Location identification entries –

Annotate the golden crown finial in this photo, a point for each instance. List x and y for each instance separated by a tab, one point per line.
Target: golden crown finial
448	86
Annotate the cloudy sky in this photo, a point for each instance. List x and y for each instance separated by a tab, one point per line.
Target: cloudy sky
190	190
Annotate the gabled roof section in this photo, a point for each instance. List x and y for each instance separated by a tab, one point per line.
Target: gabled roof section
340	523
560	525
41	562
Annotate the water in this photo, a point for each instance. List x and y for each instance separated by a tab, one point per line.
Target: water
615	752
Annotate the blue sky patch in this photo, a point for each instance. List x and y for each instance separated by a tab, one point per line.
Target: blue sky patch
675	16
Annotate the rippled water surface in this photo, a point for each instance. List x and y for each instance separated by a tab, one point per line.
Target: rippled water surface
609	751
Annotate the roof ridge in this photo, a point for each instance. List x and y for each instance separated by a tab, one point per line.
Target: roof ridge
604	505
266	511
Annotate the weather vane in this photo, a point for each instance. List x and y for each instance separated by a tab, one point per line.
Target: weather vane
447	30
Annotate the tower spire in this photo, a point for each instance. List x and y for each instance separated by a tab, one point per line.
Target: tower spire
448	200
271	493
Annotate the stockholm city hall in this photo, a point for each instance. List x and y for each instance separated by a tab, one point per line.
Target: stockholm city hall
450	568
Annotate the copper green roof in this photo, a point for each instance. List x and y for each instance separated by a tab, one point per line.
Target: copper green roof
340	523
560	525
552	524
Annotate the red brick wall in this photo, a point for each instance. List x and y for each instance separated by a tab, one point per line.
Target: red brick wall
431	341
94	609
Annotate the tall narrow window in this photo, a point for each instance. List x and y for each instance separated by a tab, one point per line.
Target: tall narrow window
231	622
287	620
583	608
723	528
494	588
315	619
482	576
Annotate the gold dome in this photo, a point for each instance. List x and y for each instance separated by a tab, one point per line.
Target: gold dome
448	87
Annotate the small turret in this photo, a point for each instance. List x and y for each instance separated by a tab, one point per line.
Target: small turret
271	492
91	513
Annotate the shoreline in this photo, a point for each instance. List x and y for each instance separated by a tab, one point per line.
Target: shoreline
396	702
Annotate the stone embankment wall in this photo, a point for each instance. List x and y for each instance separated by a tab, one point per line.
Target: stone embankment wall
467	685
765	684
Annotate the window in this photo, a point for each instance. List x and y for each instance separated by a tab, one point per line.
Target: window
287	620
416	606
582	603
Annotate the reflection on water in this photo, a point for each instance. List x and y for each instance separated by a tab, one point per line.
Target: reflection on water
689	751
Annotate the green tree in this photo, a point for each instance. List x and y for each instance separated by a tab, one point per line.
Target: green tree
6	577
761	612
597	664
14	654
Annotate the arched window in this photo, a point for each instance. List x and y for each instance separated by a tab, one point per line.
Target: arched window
==
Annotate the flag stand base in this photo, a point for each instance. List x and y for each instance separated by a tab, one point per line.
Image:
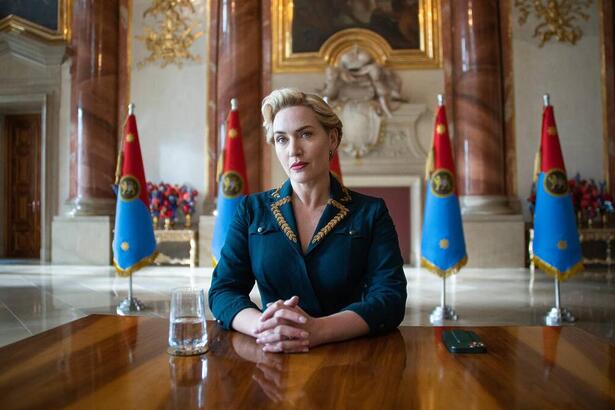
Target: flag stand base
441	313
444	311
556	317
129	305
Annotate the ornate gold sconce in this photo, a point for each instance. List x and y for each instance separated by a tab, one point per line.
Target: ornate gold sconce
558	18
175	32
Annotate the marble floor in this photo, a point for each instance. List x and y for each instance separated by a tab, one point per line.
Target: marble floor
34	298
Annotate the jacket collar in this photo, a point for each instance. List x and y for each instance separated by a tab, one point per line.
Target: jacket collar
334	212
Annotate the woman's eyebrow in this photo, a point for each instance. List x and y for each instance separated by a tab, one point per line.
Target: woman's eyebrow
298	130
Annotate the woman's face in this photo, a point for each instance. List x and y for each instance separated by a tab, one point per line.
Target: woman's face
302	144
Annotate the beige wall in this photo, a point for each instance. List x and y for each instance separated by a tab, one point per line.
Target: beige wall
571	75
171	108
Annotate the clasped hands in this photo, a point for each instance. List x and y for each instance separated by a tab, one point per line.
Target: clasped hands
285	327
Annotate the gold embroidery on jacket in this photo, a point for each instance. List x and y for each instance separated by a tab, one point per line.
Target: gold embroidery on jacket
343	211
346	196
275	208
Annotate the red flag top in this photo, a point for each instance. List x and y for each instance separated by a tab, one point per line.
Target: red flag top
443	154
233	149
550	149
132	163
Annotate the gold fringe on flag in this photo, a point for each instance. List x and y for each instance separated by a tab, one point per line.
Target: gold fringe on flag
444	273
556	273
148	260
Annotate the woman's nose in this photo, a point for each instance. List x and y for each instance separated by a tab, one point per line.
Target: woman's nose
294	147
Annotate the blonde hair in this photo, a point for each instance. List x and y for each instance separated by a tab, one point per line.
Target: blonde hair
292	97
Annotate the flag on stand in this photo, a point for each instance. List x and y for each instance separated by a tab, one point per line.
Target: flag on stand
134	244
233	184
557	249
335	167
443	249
---
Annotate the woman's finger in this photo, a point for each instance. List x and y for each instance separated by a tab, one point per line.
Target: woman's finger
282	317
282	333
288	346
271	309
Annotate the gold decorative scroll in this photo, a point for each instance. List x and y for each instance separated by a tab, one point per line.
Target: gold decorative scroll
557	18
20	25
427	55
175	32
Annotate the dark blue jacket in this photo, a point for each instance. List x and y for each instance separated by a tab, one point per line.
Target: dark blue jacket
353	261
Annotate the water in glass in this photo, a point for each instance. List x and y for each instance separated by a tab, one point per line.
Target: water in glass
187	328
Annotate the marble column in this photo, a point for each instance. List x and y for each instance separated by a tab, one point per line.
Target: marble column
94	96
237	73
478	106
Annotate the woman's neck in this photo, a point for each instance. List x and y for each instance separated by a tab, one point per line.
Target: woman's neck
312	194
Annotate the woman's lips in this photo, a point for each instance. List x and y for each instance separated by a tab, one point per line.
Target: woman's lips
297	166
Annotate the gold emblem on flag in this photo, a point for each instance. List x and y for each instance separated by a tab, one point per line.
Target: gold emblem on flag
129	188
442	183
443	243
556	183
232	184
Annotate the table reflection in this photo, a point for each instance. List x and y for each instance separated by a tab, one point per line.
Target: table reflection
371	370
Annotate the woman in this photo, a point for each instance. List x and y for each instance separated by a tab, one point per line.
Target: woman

AIM OF THE EXERCISE – Pull out every line of the data above that contains the string "dark".

OUTPUT OF THE EXERCISE –
Annotate the dark blue jacket in this photo, a point for each instance. List x and y for each instance separated by a tab, one point per line.
Target: dark blue jacket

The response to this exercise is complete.